» WHAT YOU ARE ASKED TO DO: Exactly as written, return the entries below, minus any pictures.

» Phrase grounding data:

* * * *

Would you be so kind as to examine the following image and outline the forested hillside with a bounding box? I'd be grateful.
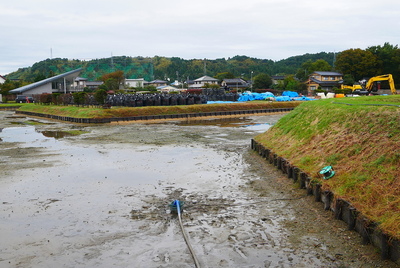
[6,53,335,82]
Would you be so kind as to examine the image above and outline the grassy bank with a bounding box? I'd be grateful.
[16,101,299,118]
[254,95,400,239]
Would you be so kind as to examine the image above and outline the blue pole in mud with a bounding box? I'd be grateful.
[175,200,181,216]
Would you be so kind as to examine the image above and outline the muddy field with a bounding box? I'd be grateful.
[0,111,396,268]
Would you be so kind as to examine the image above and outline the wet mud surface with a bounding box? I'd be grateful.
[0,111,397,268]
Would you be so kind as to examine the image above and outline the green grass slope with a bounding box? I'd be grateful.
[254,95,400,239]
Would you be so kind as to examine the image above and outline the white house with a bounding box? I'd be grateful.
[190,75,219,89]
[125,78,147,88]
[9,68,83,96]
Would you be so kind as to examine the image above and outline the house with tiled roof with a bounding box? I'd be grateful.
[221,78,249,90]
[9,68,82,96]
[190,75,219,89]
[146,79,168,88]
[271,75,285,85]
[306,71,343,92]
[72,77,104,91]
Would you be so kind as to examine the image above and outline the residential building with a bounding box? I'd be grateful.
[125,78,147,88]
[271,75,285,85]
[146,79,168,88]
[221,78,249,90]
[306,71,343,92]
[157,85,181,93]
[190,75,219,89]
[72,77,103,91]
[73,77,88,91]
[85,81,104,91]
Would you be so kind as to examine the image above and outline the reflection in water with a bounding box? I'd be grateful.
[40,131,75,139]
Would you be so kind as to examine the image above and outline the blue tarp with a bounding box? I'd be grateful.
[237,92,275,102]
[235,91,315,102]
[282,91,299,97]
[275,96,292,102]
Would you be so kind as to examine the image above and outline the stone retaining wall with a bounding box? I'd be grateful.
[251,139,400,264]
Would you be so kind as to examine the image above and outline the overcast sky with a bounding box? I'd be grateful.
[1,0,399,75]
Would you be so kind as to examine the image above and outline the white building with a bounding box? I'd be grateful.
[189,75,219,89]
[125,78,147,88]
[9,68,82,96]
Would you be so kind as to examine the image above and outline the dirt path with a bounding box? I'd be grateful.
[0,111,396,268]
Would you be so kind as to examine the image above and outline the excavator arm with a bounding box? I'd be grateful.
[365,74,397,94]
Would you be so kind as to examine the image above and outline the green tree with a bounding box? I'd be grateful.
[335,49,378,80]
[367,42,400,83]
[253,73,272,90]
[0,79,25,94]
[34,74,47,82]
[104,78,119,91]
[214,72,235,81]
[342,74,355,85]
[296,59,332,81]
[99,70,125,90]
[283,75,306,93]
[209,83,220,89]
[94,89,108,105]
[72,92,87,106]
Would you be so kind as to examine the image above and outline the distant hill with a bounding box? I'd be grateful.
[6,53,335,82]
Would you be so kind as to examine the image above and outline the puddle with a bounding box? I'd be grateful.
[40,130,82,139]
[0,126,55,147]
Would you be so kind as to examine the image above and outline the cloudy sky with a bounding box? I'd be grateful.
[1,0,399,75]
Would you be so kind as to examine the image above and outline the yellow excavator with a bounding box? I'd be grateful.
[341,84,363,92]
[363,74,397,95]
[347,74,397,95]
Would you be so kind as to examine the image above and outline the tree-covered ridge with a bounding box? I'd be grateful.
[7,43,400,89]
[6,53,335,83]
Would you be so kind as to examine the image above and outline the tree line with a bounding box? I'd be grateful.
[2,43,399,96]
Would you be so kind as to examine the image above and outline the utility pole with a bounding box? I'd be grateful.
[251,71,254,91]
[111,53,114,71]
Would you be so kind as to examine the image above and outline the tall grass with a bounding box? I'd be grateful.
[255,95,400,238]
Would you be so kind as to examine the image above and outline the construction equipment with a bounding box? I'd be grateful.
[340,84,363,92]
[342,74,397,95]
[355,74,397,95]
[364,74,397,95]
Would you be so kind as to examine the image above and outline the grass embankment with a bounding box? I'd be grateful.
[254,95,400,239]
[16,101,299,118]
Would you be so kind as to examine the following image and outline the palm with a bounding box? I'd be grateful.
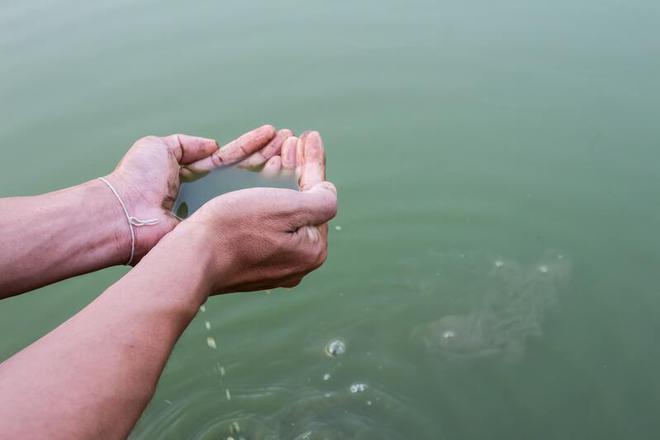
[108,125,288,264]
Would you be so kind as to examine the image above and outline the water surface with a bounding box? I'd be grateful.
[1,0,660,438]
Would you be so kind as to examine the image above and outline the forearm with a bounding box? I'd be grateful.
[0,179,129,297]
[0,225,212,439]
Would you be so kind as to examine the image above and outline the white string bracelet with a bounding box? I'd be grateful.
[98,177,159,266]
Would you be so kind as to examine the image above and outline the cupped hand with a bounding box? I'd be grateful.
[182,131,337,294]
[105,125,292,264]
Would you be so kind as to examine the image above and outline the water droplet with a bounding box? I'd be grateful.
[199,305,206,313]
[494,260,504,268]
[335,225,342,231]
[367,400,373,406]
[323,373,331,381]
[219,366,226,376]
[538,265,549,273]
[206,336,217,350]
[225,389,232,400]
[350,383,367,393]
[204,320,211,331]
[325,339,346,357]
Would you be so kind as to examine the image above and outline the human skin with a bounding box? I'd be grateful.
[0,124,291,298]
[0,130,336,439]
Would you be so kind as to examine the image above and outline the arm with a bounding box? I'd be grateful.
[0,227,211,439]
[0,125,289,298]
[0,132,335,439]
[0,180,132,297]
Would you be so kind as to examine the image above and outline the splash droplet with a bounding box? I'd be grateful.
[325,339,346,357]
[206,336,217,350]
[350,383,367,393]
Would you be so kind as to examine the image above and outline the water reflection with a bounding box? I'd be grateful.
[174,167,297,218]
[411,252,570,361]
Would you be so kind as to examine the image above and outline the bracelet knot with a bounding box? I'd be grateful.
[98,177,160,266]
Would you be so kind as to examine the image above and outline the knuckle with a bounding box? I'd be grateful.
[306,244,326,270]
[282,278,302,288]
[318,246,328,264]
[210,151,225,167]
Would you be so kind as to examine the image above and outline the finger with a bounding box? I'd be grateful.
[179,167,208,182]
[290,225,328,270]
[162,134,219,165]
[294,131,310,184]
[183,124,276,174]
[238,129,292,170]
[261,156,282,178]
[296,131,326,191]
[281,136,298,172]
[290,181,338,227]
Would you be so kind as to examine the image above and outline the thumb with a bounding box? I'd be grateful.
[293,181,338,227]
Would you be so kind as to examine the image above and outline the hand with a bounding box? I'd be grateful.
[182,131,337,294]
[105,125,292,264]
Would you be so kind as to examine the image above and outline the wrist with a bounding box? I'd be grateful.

* * * *

» ANSWER BOX:
Would you be so kind as to examine the following image and outline the forested hillside with a bounding box? I'd be grateful.
[6,53,335,82]
Would you be so kind as to examine the image above and outline the grassy bank with a bounding box? I'd be grateful.
[16,101,299,118]
[254,95,400,239]
Would you be so kind as to examine the image above and outline the blue pole in mud with a bounding box? I'd be grateful.
[175,200,181,216]
Would you be so kind as to examine the image above and outline the muddy field with a bounding box? I'd be grateful.
[0,111,396,268]
Would you be so kind as to examine the image above and outline the wet mud surface with a bounding box? I'd be grateful.
[0,111,397,268]
Would you be so kind as to examine the image above and outline the green grass slope with a bounding box? I'd be grateful.
[254,95,400,239]
Would you be so kind as to examine the image above and outline the white house with a bounding box? I'd be grateful.
[190,75,219,89]
[125,78,147,88]
[9,68,83,96]
Would you be so kind as to examine the image above and outline the house with tiled roof with a bounding box? I'd be grateful.
[221,78,249,90]
[9,68,82,96]
[190,75,219,89]
[146,79,168,88]
[271,75,285,85]
[306,71,343,92]
[72,77,104,91]
Would you be so kind as to examine the image above and outline the residential building with a bounding box? I'd be grateful.
[125,78,147,88]
[271,75,285,85]
[146,79,168,88]
[221,78,249,90]
[306,71,343,92]
[157,85,181,93]
[190,75,219,89]
[72,77,103,91]
[73,77,88,91]
[85,81,104,91]
Would you be so kind as to examine the image above and outline the reflection in water with a bounding box? I'd be grateful.
[40,131,75,139]
Would you be so kind as to examine the image above and outline the blue tarp with a bounding box? I'd be grateful.
[237,92,275,102]
[235,91,315,102]
[282,91,299,97]
[275,96,292,102]
Would you be so kind as to examine the image above and outline the stone retaining wall with a bounding box? I'd be grateful.
[251,139,400,264]
Would you be so kind as to examine the image above and outline the overcast sky with a bounding box? I'd be grateful.
[1,0,399,75]
Would you be so kind as to examine the image above and outline the white building with a bounding box? I'd be grateful.
[189,75,219,89]
[125,78,147,88]
[9,68,82,96]
Would you be so kind as to examine the image above and outline the dirt path with a bounding box? I'd be grateful.
[0,111,396,268]
Would you be so kind as to examine the image above and outline the excavator arm with a bounding box? I'd be grateful.
[365,74,397,94]
Would you be so kind as to examine the image above and outline the green tree with a bounding box? I'd be grateful.
[335,49,378,80]
[367,42,400,83]
[253,73,272,90]
[0,79,25,94]
[34,74,47,82]
[104,78,119,91]
[214,72,235,81]
[342,74,355,85]
[296,59,332,81]
[99,70,125,90]
[283,75,306,93]
[209,83,220,89]
[94,89,108,105]
[72,92,87,106]
Would you be so kind as to examine the image above and outline the distant hill with a bounding box? I'd be grateful.
[6,53,335,82]
Would you be so kind as to examine the image above and outline the puddle with a bounding box? I'd be grateful.
[40,130,82,139]
[0,126,55,147]
Would you be so kind as to examine the image above and outline the cloudy sky with a bounding box? I'd be grateful.
[1,0,399,75]
Would you be so kind as to examine the image above and outline the yellow excavator with a bounding box? I'd be grateful.
[341,84,363,92]
[363,74,397,95]
[347,74,397,95]
Would you be so kind as to examine the image above and outline the tree-covered ridge with a bounding box? I'd be grateful.
[7,43,400,89]
[6,53,335,83]
Would you be so kind as to examine the image above and outline the tree line with a bounding box? I'd be grateful.
[2,43,399,96]
Would you be so kind as to examine the image above and outline the utility pole with a bounding box? I'd be grateful.
[251,71,254,91]
[111,53,114,71]
Would you be so kind as to examine the image above and outline the tall grass with a bounding box? I'd be grateful.
[255,95,400,238]
Would you be so kind as to examine the image above and outline the construction equipment with a bounding box? I'd be grateful.
[340,84,363,92]
[342,74,397,95]
[355,74,397,95]
[364,74,397,95]
Would you be so kind as to examine the image above and outline the grass embankment with a bounding box? I'd be grateful.
[254,95,400,239]
[16,101,299,118]
Would you be so kind as to examine the following image and outline the palm with a bounding box? I'd be grateful.
[108,125,288,264]
Would you be so kind as to examine the image above and outline the water surface with a bounding box? I'd be grateful.
[1,0,660,438]
Would you be so kind as to examine the image above and outline the forearm with a bounding box? I'd be grateful.
[0,179,129,297]
[0,225,212,439]
Would you be so kind as to examine the image above and outline the white string bracelet with a bounding box? I'd be grateful.
[98,177,159,266]
Would you be so kind as to examine the image above and outline the cupped hand with a bounding box? I'd be grateful.
[182,131,337,294]
[105,125,292,264]
Would you be so kind as to examine the image above and outline the water droplet with a bounding box? I'd be grateful.
[199,305,206,313]
[494,260,504,268]
[335,225,342,231]
[367,400,373,406]
[323,373,331,381]
[219,366,226,376]
[538,265,549,273]
[206,336,217,350]
[225,389,232,400]
[350,383,367,393]
[204,320,211,331]
[325,339,346,357]
Would you be so kind as to examine the image above and outline the human skin with a bounding box? I'd be grateful.
[0,124,291,298]
[0,130,336,439]
Would you be so kind as to examine the image above and outline the arm with a bounding box? I'd be grateful.
[0,227,211,439]
[0,125,289,298]
[0,132,335,439]
[0,180,132,297]
Would you be so kind as to examine the image above and outline the splash droplet with a bounding box? I'd be grateful.
[325,339,346,357]
[206,336,217,350]
[350,383,367,393]
Would you be so kind as to examine the image above and outline the water reflection with a bounding box? I'd be grateful.
[174,167,297,218]
[411,252,570,361]
Would you be so kind as to examine the image above and outline the bracelet knot with a bounding box? I'd be grateful.
[98,177,160,266]
Would you be so kind as to examine the image above and outline the knuckle with a bounding box? I'd be grateful.
[306,244,326,270]
[282,278,302,288]
[318,246,328,264]
[210,151,225,167]
Would you be so kind as to examine the image above and outline the finger with a bounding box? I'd be grateful.
[179,167,208,182]
[290,225,328,270]
[162,134,219,165]
[294,131,310,184]
[183,124,276,174]
[238,129,292,170]
[261,156,282,178]
[296,131,326,191]
[281,136,298,172]
[290,181,338,227]
Would you be so kind as to examine the image above and outline the thumb with a bounding box? I'd be grateful.
[293,181,338,227]
Would you be so kind as to examine the image above and outline the hand with a bounding box? I'd be grateful.
[182,131,337,294]
[105,125,292,264]
Would you be so kind as to examine the image above and outline the wrist with a bounding box? I'd be grateful.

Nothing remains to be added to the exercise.